LISTED ENTRIES.
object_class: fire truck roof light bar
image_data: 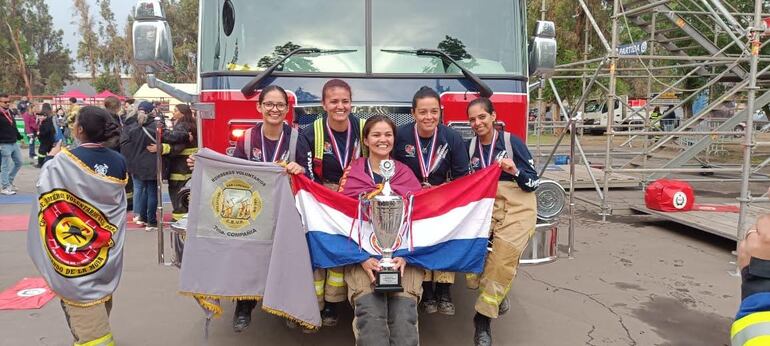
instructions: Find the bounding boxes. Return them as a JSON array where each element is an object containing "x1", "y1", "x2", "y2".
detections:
[
  {"x1": 241, "y1": 47, "x2": 357, "y2": 97},
  {"x1": 380, "y1": 48, "x2": 492, "y2": 97}
]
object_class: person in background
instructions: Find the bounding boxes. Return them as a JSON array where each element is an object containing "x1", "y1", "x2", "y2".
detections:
[
  {"x1": 22, "y1": 101, "x2": 39, "y2": 164},
  {"x1": 147, "y1": 104, "x2": 198, "y2": 221},
  {"x1": 27, "y1": 106, "x2": 126, "y2": 345},
  {"x1": 37, "y1": 103, "x2": 61, "y2": 168},
  {"x1": 466, "y1": 97, "x2": 540, "y2": 346},
  {"x1": 120, "y1": 101, "x2": 159, "y2": 232},
  {"x1": 64, "y1": 97, "x2": 80, "y2": 143},
  {"x1": 0, "y1": 93, "x2": 24, "y2": 195},
  {"x1": 730, "y1": 214, "x2": 770, "y2": 346},
  {"x1": 393, "y1": 86, "x2": 468, "y2": 315}
]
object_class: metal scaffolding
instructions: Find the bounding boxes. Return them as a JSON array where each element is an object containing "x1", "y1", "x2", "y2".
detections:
[{"x1": 534, "y1": 0, "x2": 770, "y2": 250}]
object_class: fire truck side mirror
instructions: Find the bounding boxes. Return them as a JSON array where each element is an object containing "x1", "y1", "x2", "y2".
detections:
[
  {"x1": 132, "y1": 0, "x2": 174, "y2": 71},
  {"x1": 529, "y1": 20, "x2": 556, "y2": 77}
]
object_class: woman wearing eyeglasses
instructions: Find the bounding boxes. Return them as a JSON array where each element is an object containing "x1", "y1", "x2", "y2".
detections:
[{"x1": 226, "y1": 85, "x2": 307, "y2": 332}]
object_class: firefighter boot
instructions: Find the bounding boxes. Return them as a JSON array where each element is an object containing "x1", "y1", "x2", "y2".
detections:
[
  {"x1": 473, "y1": 312, "x2": 492, "y2": 346},
  {"x1": 497, "y1": 296, "x2": 511, "y2": 316},
  {"x1": 233, "y1": 300, "x2": 257, "y2": 333},
  {"x1": 321, "y1": 302, "x2": 340, "y2": 327},
  {"x1": 436, "y1": 282, "x2": 455, "y2": 316},
  {"x1": 420, "y1": 281, "x2": 438, "y2": 314},
  {"x1": 388, "y1": 295, "x2": 420, "y2": 346}
]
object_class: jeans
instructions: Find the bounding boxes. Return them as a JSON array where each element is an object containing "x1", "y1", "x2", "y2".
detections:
[
  {"x1": 27, "y1": 133, "x2": 37, "y2": 160},
  {"x1": 0, "y1": 143, "x2": 21, "y2": 189},
  {"x1": 134, "y1": 177, "x2": 158, "y2": 226}
]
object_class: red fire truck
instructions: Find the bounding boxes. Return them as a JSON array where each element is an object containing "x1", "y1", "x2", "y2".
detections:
[{"x1": 133, "y1": 0, "x2": 556, "y2": 154}]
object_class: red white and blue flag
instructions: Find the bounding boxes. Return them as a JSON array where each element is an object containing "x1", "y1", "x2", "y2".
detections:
[{"x1": 292, "y1": 165, "x2": 500, "y2": 273}]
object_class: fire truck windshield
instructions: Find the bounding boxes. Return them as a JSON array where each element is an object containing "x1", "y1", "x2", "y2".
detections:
[{"x1": 199, "y1": 0, "x2": 527, "y2": 76}]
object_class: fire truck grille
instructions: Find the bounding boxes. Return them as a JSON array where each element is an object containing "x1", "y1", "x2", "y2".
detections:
[{"x1": 294, "y1": 106, "x2": 414, "y2": 128}]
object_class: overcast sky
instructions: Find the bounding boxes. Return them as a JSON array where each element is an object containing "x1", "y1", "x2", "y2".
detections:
[{"x1": 46, "y1": 0, "x2": 136, "y2": 72}]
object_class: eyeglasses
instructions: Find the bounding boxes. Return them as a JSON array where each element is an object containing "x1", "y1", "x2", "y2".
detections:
[{"x1": 262, "y1": 102, "x2": 287, "y2": 111}]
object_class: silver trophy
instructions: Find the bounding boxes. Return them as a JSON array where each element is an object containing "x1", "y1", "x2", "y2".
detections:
[{"x1": 369, "y1": 160, "x2": 404, "y2": 292}]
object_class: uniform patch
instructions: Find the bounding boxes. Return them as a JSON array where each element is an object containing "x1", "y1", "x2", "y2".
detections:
[
  {"x1": 251, "y1": 148, "x2": 262, "y2": 161},
  {"x1": 211, "y1": 178, "x2": 262, "y2": 237},
  {"x1": 38, "y1": 189, "x2": 118, "y2": 278},
  {"x1": 404, "y1": 144, "x2": 415, "y2": 157},
  {"x1": 471, "y1": 157, "x2": 481, "y2": 168}
]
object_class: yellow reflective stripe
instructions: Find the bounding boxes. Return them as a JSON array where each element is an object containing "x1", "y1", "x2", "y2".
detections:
[
  {"x1": 744, "y1": 335, "x2": 770, "y2": 346},
  {"x1": 730, "y1": 311, "x2": 770, "y2": 338},
  {"x1": 326, "y1": 270, "x2": 345, "y2": 287},
  {"x1": 179, "y1": 148, "x2": 198, "y2": 155},
  {"x1": 358, "y1": 119, "x2": 369, "y2": 157},
  {"x1": 481, "y1": 292, "x2": 505, "y2": 306},
  {"x1": 732, "y1": 322, "x2": 770, "y2": 345},
  {"x1": 168, "y1": 173, "x2": 192, "y2": 181},
  {"x1": 313, "y1": 118, "x2": 324, "y2": 159},
  {"x1": 313, "y1": 280, "x2": 324, "y2": 297},
  {"x1": 75, "y1": 333, "x2": 115, "y2": 346}
]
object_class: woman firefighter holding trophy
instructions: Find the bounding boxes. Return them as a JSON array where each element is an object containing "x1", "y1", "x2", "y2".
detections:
[
  {"x1": 466, "y1": 97, "x2": 540, "y2": 345},
  {"x1": 339, "y1": 115, "x2": 424, "y2": 345}
]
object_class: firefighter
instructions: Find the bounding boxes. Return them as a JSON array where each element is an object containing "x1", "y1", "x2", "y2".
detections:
[
  {"x1": 302, "y1": 79, "x2": 364, "y2": 327},
  {"x1": 467, "y1": 97, "x2": 540, "y2": 345},
  {"x1": 340, "y1": 115, "x2": 425, "y2": 346},
  {"x1": 393, "y1": 87, "x2": 468, "y2": 315},
  {"x1": 730, "y1": 215, "x2": 770, "y2": 346},
  {"x1": 147, "y1": 104, "x2": 198, "y2": 221}
]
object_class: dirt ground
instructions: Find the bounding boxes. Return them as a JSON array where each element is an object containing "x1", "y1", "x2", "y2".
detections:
[{"x1": 0, "y1": 160, "x2": 740, "y2": 345}]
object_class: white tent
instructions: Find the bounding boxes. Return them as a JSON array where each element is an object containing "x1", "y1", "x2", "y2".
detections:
[{"x1": 134, "y1": 83, "x2": 198, "y2": 108}]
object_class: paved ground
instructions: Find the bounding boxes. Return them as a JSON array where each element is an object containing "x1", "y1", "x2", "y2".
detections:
[{"x1": 0, "y1": 163, "x2": 740, "y2": 345}]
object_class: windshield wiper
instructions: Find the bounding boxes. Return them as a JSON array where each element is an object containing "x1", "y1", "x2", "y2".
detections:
[
  {"x1": 241, "y1": 47, "x2": 357, "y2": 97},
  {"x1": 380, "y1": 48, "x2": 492, "y2": 97}
]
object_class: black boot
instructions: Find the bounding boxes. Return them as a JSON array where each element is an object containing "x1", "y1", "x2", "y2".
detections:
[
  {"x1": 321, "y1": 302, "x2": 340, "y2": 327},
  {"x1": 420, "y1": 281, "x2": 438, "y2": 314},
  {"x1": 233, "y1": 300, "x2": 257, "y2": 333},
  {"x1": 436, "y1": 283, "x2": 455, "y2": 316},
  {"x1": 473, "y1": 312, "x2": 492, "y2": 346}
]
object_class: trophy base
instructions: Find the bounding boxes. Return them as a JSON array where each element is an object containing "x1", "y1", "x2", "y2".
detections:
[{"x1": 374, "y1": 271, "x2": 404, "y2": 293}]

AIM OF THE EXERCISE. Copy everything from the line containing "object_class: trophy base" down to the end of the records, keeping each line unchanged.

RESPONSE BELOW.
object_class: trophy base
instructions: Find the bounding boxes. Return them as a JSON array where each element is an object containing "x1", "y1", "x2", "y2".
detections:
[{"x1": 374, "y1": 271, "x2": 404, "y2": 293}]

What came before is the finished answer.